(What the task asks) Produce a verbatim transcription of the records below, beginning at the line containing "[tag] wispy cloud (a dot for each instance)" and ending at the final line; include only those lines.

(Exercise material)

<<<<

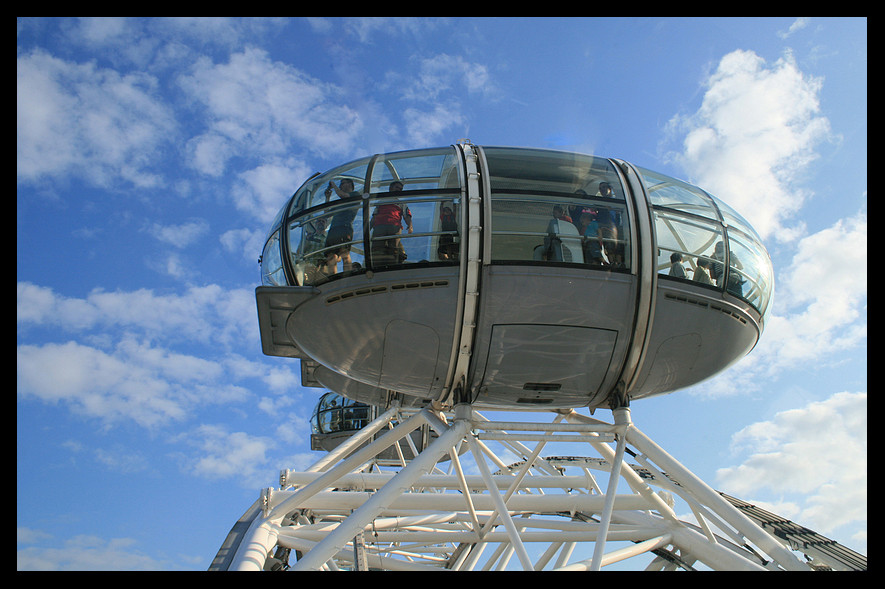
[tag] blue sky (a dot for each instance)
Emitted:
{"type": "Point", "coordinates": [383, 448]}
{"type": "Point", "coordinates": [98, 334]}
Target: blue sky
{"type": "Point", "coordinates": [152, 155]}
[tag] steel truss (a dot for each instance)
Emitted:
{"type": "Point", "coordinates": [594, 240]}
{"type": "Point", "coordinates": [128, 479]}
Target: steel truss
{"type": "Point", "coordinates": [488, 495]}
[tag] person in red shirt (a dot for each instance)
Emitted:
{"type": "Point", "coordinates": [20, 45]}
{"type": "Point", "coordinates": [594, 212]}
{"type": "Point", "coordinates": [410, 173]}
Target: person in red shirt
{"type": "Point", "coordinates": [387, 222]}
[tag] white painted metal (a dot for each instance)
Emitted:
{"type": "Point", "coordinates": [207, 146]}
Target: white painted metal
{"type": "Point", "coordinates": [525, 495]}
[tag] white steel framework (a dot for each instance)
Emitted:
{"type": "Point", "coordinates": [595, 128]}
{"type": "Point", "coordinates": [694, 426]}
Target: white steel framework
{"type": "Point", "coordinates": [488, 495]}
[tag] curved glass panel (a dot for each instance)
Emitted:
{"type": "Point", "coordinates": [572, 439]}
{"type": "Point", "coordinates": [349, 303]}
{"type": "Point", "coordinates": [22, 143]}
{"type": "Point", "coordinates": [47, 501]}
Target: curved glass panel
{"type": "Point", "coordinates": [272, 273]}
{"type": "Point", "coordinates": [426, 169]}
{"type": "Point", "coordinates": [686, 246]}
{"type": "Point", "coordinates": [750, 275]}
{"type": "Point", "coordinates": [669, 192]}
{"type": "Point", "coordinates": [690, 248]}
{"type": "Point", "coordinates": [327, 241]}
{"type": "Point", "coordinates": [322, 188]}
{"type": "Point", "coordinates": [410, 216]}
{"type": "Point", "coordinates": [335, 413]}
{"type": "Point", "coordinates": [550, 206]}
{"type": "Point", "coordinates": [733, 219]}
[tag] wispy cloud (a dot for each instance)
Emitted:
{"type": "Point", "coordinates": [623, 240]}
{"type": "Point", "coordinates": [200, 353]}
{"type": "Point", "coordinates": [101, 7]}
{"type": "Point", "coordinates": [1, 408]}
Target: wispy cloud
{"type": "Point", "coordinates": [89, 122]}
{"type": "Point", "coordinates": [753, 135]}
{"type": "Point", "coordinates": [819, 451]}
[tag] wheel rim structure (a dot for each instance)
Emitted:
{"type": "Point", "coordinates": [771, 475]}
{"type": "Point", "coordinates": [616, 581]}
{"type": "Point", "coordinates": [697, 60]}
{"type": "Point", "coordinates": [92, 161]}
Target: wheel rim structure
{"type": "Point", "coordinates": [489, 495]}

>>>>

(Full answer)
[tag] wispy cloud (a dot for each instance)
Emitted:
{"type": "Point", "coordinates": [623, 240]}
{"type": "Point", "coordinates": [200, 353]}
{"type": "Point", "coordinates": [101, 7]}
{"type": "Point", "coordinates": [1, 408]}
Target: wispy cloud
{"type": "Point", "coordinates": [89, 122]}
{"type": "Point", "coordinates": [753, 135]}
{"type": "Point", "coordinates": [819, 451]}
[tag] wheel rim structure (a dot for each instance)
Emitted:
{"type": "Point", "coordinates": [771, 475]}
{"type": "Point", "coordinates": [616, 581]}
{"type": "Point", "coordinates": [697, 60]}
{"type": "Point", "coordinates": [92, 161]}
Target: wheel rim structure
{"type": "Point", "coordinates": [489, 495]}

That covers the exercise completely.